### OBJECTIVE
Rewrite the material from the line with "Detect pair of" through its end, switching "Detect" to "Locate" and leaving everything else unchanged.

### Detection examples
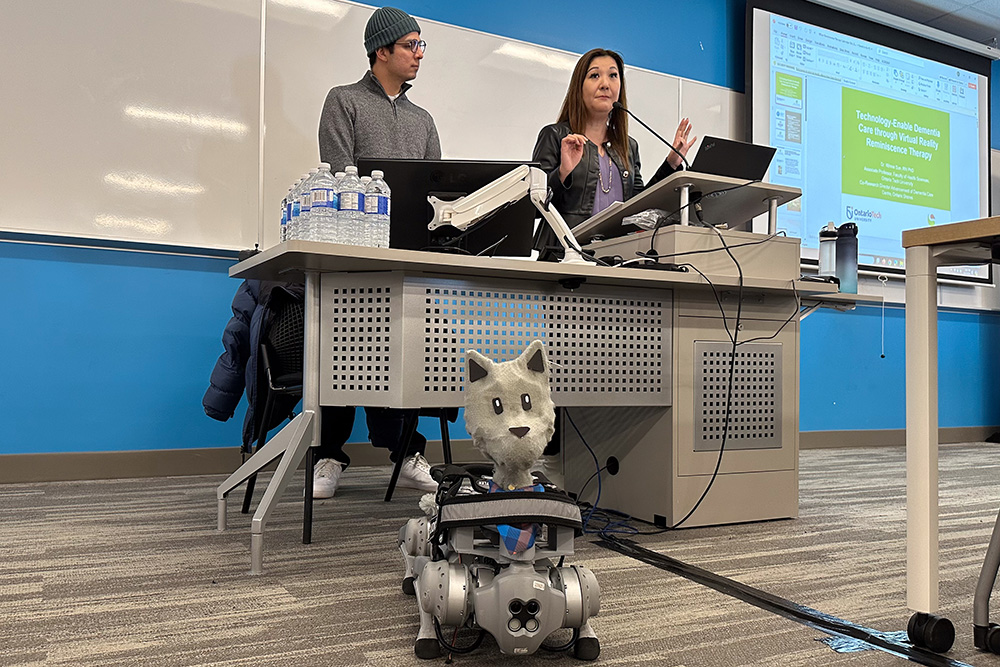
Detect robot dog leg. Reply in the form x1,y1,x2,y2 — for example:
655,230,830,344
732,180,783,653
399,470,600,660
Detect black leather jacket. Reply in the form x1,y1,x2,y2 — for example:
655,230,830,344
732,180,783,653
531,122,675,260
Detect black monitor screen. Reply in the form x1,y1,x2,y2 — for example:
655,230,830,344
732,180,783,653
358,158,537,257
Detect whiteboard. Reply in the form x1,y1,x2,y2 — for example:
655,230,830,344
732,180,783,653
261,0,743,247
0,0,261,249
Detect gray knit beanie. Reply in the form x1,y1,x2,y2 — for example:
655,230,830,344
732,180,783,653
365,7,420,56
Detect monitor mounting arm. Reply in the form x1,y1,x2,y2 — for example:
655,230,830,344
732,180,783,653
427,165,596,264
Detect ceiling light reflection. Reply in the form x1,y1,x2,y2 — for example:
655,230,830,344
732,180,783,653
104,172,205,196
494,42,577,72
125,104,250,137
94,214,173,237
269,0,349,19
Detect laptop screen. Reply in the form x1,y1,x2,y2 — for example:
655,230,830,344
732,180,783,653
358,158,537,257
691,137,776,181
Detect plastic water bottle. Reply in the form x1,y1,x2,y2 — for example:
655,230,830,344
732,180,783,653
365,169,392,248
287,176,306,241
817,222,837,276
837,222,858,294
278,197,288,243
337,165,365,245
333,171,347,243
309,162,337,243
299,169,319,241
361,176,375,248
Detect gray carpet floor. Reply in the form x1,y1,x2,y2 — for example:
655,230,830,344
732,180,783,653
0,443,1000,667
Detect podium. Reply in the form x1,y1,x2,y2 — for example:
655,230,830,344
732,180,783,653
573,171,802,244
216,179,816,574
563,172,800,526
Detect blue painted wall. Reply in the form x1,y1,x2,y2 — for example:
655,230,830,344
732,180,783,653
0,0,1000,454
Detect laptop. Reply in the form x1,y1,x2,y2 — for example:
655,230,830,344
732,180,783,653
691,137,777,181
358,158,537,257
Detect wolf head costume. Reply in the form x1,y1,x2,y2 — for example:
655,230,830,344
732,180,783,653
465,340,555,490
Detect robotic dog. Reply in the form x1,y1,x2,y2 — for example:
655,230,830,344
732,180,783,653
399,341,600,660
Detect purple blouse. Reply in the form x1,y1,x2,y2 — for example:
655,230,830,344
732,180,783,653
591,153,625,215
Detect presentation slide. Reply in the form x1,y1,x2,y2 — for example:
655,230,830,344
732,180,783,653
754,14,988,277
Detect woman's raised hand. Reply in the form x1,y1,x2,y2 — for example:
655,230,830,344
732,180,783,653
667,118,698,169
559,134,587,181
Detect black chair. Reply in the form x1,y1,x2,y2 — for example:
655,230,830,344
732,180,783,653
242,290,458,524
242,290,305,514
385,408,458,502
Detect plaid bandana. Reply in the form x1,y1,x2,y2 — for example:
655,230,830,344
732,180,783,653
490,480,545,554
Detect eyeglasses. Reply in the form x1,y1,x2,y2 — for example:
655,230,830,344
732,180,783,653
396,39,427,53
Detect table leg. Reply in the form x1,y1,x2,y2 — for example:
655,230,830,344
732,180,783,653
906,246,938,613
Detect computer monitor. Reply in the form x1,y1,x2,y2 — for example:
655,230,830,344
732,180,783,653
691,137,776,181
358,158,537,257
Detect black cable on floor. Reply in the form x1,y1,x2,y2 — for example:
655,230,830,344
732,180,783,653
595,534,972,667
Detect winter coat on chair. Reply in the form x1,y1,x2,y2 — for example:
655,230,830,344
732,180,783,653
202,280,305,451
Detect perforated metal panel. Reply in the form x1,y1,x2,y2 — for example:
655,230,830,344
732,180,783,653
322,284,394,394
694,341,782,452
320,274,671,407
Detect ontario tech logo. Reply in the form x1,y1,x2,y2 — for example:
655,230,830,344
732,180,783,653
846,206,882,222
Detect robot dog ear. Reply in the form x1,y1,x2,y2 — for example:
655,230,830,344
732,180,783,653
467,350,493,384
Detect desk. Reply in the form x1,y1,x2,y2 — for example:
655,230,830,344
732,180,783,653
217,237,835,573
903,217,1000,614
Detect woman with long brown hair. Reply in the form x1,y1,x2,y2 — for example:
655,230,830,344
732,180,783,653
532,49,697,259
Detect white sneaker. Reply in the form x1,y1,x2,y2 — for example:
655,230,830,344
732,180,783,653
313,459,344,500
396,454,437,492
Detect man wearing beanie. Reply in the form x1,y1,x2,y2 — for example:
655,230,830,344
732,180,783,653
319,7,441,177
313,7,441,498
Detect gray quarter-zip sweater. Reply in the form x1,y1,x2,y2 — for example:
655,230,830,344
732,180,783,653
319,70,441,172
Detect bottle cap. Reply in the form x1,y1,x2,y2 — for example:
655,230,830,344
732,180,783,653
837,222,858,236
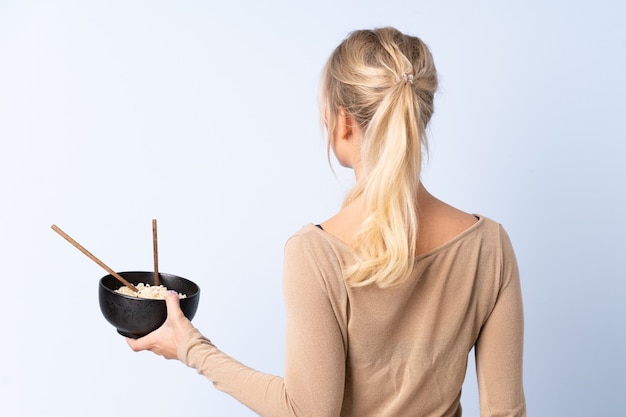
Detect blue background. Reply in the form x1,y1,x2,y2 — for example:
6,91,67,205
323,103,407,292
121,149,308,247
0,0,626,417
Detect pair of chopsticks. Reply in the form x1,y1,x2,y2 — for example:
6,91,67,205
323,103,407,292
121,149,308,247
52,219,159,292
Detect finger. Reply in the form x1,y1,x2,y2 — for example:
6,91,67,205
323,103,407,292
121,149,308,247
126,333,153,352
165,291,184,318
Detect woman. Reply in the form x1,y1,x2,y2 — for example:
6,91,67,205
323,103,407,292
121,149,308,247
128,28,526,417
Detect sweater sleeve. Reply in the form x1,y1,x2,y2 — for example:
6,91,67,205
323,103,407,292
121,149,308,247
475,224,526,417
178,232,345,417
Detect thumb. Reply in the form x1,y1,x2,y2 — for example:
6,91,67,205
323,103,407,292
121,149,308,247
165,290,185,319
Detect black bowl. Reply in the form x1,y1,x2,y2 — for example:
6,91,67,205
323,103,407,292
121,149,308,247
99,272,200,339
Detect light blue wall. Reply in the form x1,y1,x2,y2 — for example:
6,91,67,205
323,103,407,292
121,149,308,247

### SOLUTION TO THE EXERCISE
Locate pair of chopsticks. Reply in the form x1,y1,x2,y2 — for example:
6,91,67,205
323,103,407,292
121,149,308,247
52,219,159,292
Locate finger. Reply in the form x1,y1,x2,y2 — for example:
6,91,67,205
323,103,407,292
121,149,308,247
126,333,153,352
165,291,184,318
Locate woman. Reply in the form x1,y1,x2,y2 — for example:
6,91,67,205
323,103,407,292
121,149,308,247
128,28,526,417
Locate sweater sleeve. Reply in the form x1,y1,x2,y2 — for example:
6,91,67,205
323,103,407,292
121,149,308,247
475,224,526,417
178,232,345,417
Locate thumb. Reply in the form x1,y1,x2,y2 — for example:
6,91,67,205
323,103,407,292
121,149,308,247
165,290,185,319
Locate black bowl. Reply in the form x1,y1,x2,y2 — for example:
6,91,67,205
323,103,407,292
121,149,308,247
99,272,200,339
Locate light blue wall. Reply in the form x1,y1,x2,y2 — for example:
6,91,67,205
323,103,407,292
121,149,308,247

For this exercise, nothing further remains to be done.